→ **Questions to answer**:
A) According to the Phnom Penh travel account, which country has the highest HIV rates in Asia?
B) Carry on the Phnom Penh travel account from its last sentence, keeping its first-person voice.

→ **Exercise passage**:
Phnom Penh, Cambodia – Dec 12-15, 2009
First impressions of Phnom Penh aren’t great. We arrive at night, our hotel pick up isn’t there, the tuk tuk drivers swarm us like piranhas, putrid smelling garbage and litter dominate the streets like no other Asian city we’ve seen, and one of the hardest things to deal with appears—child beggars and street vendors. Wayne also hadn’t told me Cambodia has the highest HIV rates in Asia, and the street scene can be particularly edgy.
But with no expectations, and me out of gas and already scraping rock bottom with travel fatigue, hidden gems appear. The people. They are warm, courteous and humble. After weeks of never feeling we were on solid ground dealing with some of the locals in Vietnam, our warning light suddenly shuts itself off.
Wayne blends in like a chameleon. In China he was mistaken for a local, often with mixed blessings. In Vietnam he was taken to be my guide. So he learned numbers, and how to say, ‘how much’ and ‘too expensive’, so he could get away with decent prices–sometimes. Even here in Cambodia where most locals are darker skinned, he has been mistaken as a local. It seems everybody wants to claim Wayne as their own. One foreigner even thought he was a vendor. With his few phrases of Khmer, he pulls of decent prices, though this isn’t the land of the eternal hustle like Vietnam. Wayne offers me a, ‘Get out of jail free’ card in the form of an early return. My aunt Vee is dying, I know it’s ripping my mom apart and I feel I should be there. But I suspect both mom and Vee would want me to continue, being great adventurers themselves. So we soldier on.

→ **Exercise data**:
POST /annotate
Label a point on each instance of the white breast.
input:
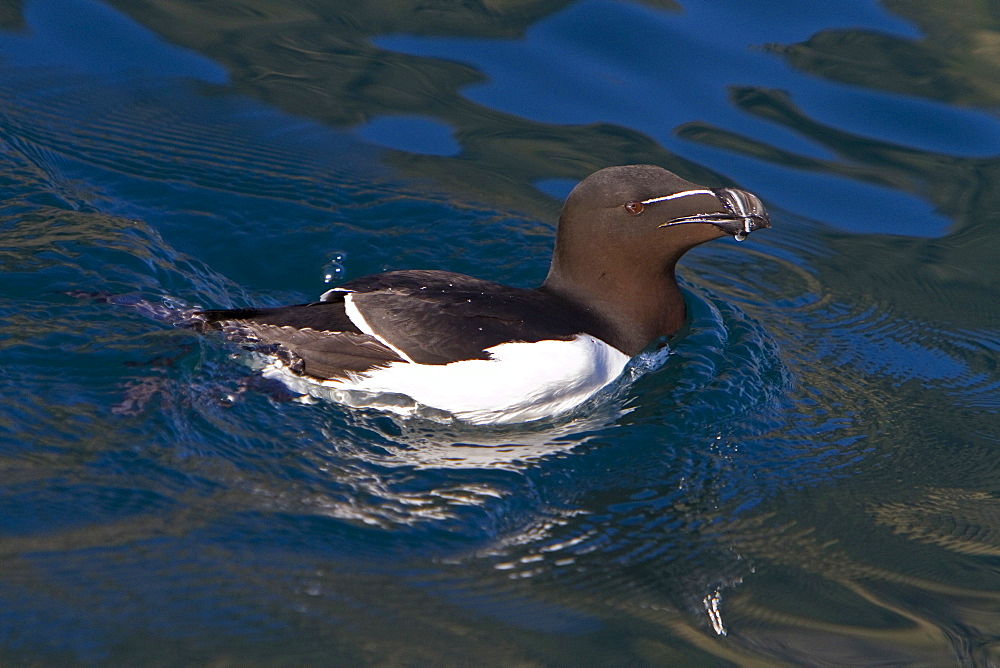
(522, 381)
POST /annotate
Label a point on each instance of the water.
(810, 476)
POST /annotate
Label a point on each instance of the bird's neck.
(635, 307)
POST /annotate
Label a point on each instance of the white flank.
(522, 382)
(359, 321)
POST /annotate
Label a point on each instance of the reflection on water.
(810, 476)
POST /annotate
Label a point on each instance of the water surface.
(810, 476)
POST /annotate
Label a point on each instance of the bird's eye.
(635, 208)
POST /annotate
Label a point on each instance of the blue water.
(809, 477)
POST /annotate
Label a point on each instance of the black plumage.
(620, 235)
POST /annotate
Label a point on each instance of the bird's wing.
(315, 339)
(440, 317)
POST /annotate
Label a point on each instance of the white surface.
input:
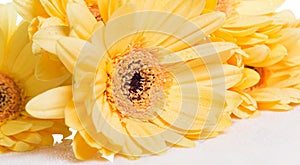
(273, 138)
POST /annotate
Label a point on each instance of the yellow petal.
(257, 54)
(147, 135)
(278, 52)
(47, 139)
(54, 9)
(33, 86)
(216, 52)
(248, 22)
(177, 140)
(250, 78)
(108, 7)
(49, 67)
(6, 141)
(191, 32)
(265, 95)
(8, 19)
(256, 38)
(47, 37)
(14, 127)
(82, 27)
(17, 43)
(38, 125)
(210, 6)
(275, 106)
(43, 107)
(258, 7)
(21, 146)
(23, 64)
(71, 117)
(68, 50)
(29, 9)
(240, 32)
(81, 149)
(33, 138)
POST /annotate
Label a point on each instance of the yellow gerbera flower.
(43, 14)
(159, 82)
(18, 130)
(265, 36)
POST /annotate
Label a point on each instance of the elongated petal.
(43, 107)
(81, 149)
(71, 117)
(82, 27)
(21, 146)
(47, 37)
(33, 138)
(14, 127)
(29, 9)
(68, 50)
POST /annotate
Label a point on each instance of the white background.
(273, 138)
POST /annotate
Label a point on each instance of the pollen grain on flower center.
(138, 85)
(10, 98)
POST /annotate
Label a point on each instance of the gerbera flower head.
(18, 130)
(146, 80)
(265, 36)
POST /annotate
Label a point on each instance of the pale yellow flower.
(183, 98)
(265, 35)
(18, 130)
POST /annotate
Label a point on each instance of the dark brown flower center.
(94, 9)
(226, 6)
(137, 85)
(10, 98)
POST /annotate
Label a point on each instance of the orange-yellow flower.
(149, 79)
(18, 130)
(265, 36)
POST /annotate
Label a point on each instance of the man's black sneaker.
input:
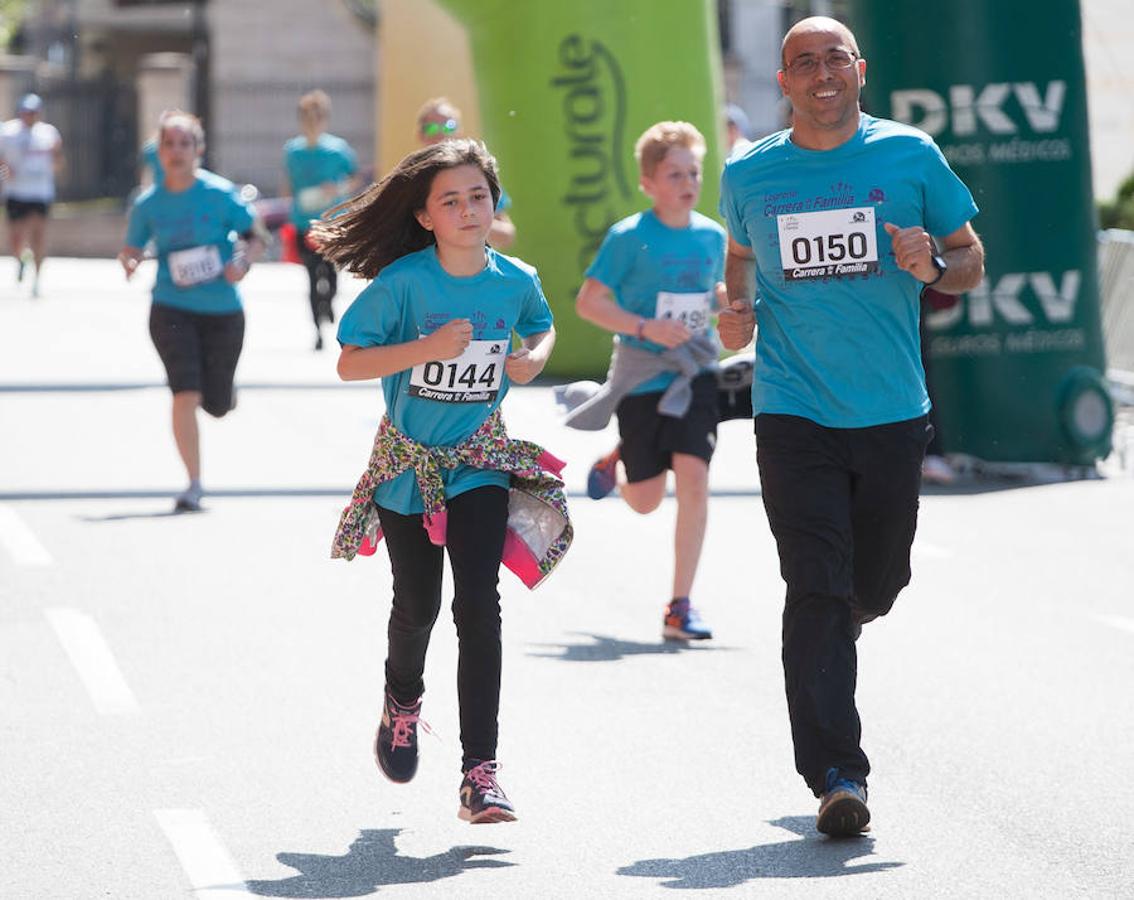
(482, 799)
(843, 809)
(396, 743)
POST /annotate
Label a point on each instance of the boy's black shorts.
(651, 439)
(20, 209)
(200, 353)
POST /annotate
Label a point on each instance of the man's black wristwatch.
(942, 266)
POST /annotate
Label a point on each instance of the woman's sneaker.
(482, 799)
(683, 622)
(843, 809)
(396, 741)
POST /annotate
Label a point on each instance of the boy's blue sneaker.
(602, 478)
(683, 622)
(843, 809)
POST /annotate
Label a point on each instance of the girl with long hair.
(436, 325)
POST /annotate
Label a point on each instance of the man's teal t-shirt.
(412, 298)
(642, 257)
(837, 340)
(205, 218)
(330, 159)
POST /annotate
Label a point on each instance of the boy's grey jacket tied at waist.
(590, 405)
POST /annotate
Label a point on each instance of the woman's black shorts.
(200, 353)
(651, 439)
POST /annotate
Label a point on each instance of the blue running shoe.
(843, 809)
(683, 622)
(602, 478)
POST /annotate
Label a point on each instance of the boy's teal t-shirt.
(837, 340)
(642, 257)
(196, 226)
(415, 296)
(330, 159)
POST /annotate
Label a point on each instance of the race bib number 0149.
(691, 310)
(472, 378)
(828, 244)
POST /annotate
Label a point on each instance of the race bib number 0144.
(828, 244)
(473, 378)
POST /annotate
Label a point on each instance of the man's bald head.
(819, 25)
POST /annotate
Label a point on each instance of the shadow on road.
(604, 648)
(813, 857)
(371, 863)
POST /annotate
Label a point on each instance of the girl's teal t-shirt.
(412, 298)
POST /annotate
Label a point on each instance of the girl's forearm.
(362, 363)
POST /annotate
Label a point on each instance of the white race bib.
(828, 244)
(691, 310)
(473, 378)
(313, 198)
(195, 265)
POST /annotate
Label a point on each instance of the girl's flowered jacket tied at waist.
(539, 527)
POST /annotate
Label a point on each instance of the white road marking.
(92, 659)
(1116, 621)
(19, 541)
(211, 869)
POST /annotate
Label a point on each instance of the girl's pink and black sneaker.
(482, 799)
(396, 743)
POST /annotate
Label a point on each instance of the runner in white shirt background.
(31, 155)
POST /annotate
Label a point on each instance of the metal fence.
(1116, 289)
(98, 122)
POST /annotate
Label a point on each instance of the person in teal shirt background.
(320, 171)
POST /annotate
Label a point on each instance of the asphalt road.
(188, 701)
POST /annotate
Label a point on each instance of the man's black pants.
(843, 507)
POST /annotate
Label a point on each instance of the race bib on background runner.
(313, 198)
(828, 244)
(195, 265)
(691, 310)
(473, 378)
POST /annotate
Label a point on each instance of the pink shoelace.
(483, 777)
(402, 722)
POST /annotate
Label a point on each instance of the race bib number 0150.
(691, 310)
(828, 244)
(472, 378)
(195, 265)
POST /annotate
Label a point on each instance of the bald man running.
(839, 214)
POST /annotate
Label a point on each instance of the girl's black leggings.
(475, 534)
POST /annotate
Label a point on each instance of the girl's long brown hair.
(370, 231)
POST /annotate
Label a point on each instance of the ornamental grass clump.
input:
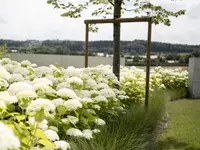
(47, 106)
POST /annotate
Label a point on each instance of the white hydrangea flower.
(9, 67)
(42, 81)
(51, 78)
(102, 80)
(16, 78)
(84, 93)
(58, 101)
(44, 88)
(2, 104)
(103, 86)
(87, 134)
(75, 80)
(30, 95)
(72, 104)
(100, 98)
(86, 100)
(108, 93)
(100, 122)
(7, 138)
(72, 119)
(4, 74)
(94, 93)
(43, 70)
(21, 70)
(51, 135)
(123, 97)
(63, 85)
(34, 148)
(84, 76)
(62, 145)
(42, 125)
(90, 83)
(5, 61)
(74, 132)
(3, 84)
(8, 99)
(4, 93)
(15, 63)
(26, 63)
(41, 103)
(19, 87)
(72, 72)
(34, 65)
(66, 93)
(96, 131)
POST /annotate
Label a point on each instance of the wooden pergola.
---
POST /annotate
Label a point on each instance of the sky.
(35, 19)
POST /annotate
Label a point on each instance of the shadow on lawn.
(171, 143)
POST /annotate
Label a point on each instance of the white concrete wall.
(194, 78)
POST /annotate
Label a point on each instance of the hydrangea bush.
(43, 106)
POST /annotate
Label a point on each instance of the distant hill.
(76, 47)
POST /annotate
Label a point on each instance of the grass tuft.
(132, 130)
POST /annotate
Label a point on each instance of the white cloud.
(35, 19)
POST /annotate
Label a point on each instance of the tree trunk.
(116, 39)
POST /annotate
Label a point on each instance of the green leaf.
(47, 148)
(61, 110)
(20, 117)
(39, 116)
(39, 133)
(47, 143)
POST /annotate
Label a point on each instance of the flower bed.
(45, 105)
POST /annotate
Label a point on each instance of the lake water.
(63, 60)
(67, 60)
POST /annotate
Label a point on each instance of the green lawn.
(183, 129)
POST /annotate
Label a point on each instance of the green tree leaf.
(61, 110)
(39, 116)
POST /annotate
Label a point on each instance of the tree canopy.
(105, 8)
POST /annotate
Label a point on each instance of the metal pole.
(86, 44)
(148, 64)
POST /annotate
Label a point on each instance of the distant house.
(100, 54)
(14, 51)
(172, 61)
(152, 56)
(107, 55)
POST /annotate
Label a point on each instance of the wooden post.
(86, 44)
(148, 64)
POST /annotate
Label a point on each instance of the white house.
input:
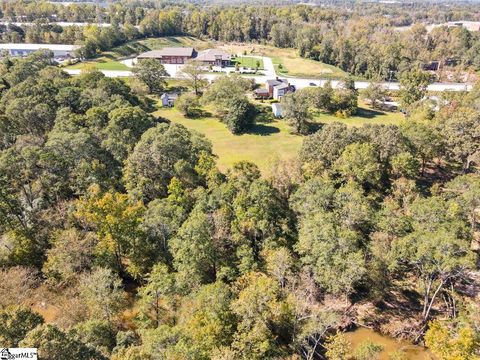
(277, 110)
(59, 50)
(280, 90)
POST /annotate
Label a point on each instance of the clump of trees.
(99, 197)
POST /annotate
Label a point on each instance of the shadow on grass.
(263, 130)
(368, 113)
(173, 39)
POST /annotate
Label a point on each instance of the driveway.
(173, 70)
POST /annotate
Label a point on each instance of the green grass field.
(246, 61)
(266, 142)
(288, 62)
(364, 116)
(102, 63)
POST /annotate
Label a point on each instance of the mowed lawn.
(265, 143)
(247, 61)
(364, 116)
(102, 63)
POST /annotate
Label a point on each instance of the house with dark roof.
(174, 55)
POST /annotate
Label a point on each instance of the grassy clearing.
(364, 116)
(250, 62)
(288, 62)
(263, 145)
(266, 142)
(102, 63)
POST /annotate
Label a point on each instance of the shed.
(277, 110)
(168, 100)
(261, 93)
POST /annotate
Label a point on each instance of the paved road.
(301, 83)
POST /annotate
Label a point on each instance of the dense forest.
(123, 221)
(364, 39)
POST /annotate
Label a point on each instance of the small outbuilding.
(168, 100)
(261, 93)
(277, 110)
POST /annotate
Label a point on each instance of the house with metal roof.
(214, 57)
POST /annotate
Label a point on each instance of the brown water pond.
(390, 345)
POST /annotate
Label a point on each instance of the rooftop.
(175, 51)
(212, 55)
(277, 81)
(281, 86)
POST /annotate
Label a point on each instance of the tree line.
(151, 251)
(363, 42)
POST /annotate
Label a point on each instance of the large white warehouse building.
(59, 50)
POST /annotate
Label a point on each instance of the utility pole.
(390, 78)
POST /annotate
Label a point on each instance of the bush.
==
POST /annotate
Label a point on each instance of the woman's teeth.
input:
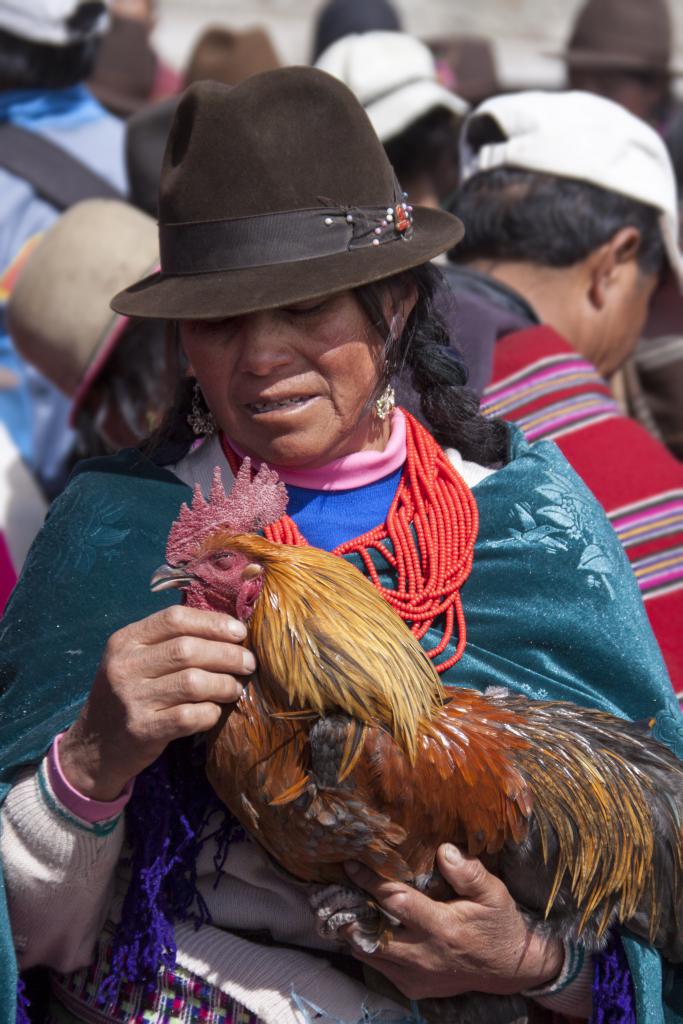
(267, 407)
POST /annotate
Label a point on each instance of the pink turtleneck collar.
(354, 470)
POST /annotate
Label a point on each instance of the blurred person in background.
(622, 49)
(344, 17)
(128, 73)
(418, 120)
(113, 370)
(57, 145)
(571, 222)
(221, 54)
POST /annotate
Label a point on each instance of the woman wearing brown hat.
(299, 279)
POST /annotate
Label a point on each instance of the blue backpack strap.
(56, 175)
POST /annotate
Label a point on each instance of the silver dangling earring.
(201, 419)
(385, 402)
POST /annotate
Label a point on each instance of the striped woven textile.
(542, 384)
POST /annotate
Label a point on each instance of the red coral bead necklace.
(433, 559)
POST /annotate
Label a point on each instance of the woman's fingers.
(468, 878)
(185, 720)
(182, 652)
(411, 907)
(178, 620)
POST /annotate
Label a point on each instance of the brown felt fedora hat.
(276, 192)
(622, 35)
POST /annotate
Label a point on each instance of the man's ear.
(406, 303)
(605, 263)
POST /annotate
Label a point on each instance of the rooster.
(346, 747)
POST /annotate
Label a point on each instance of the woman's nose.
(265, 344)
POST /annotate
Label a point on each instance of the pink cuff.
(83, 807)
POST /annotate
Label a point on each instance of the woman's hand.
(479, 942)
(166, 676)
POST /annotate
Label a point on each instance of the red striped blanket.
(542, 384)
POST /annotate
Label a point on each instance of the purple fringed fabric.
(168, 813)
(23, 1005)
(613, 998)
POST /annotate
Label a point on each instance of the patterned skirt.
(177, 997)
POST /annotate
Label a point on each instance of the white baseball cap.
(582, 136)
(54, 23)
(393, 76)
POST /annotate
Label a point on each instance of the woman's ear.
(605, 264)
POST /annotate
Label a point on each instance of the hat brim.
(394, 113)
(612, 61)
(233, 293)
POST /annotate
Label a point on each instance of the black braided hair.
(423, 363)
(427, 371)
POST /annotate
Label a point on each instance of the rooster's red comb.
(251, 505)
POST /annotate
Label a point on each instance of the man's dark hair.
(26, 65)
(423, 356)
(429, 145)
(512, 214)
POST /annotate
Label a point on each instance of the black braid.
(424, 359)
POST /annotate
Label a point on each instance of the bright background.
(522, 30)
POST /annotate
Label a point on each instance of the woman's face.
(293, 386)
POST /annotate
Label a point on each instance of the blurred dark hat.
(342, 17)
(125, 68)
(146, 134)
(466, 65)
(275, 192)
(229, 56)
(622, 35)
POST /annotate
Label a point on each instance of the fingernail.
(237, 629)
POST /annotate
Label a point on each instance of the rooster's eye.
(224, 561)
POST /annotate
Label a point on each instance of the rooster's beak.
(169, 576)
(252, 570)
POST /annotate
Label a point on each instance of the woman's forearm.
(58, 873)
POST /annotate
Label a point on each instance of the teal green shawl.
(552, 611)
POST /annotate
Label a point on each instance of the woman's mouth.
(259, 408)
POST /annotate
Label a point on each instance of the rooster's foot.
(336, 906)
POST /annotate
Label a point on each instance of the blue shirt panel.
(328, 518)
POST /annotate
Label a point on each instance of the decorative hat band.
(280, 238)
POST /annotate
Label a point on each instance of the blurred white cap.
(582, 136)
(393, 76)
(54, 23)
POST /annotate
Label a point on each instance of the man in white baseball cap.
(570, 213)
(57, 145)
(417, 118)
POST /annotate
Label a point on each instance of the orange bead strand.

→ **Answers to the exercises**:
A) Cambodia.

B)
We hire a tuk tuk (100cc motorbike hauling 2 wheeled passenger carriage) driver named Tom, who is so humble and laid back we think it’s a language and cultural barrier at first. But his English is solid. He doesn’t push money, merely tells us to pay him afterwards what we think a day of his services is worth. This is a green light so we wind up hiring him for two days. During this time we get to know him. A high school grad with lost aspirations to be a doctor, he has to content himself hustling fares. A great day is $15. A very decent year might be $2000. He drops $750 a year on school fees for his girls Petra and Sopheary, ages 9 and 12.
Cambodia is a place with unfathomable human contrasts, and irony. We visit Tuol Sleng Museum, a former high school, and one of detention and torture chambers of the Khmer Rouge during their genocidal reign of terror–1975-1978. At the ticket booth, advertisements flogging an Indian restaurant greet us. This in a place where 100 people were brutally killed daily.
Group shackles:
Rules of the Tuol Sleng Prison (translated)
We move onto the primitive torture and interrogation rooms, and scan the grisly photo displays of the many victims.
Little songbirds playfully fly in and out of the former cells, in sharp contrast to the sobering legacy of the building.
A sharply divergent experience to this is the Royal Palace which still houses the King, a largely ceremonial position. Here we learn how venerated the cobra is as a protector, how layered roofs are designed to replicate the scales of cobras and their tails pointing to the sky.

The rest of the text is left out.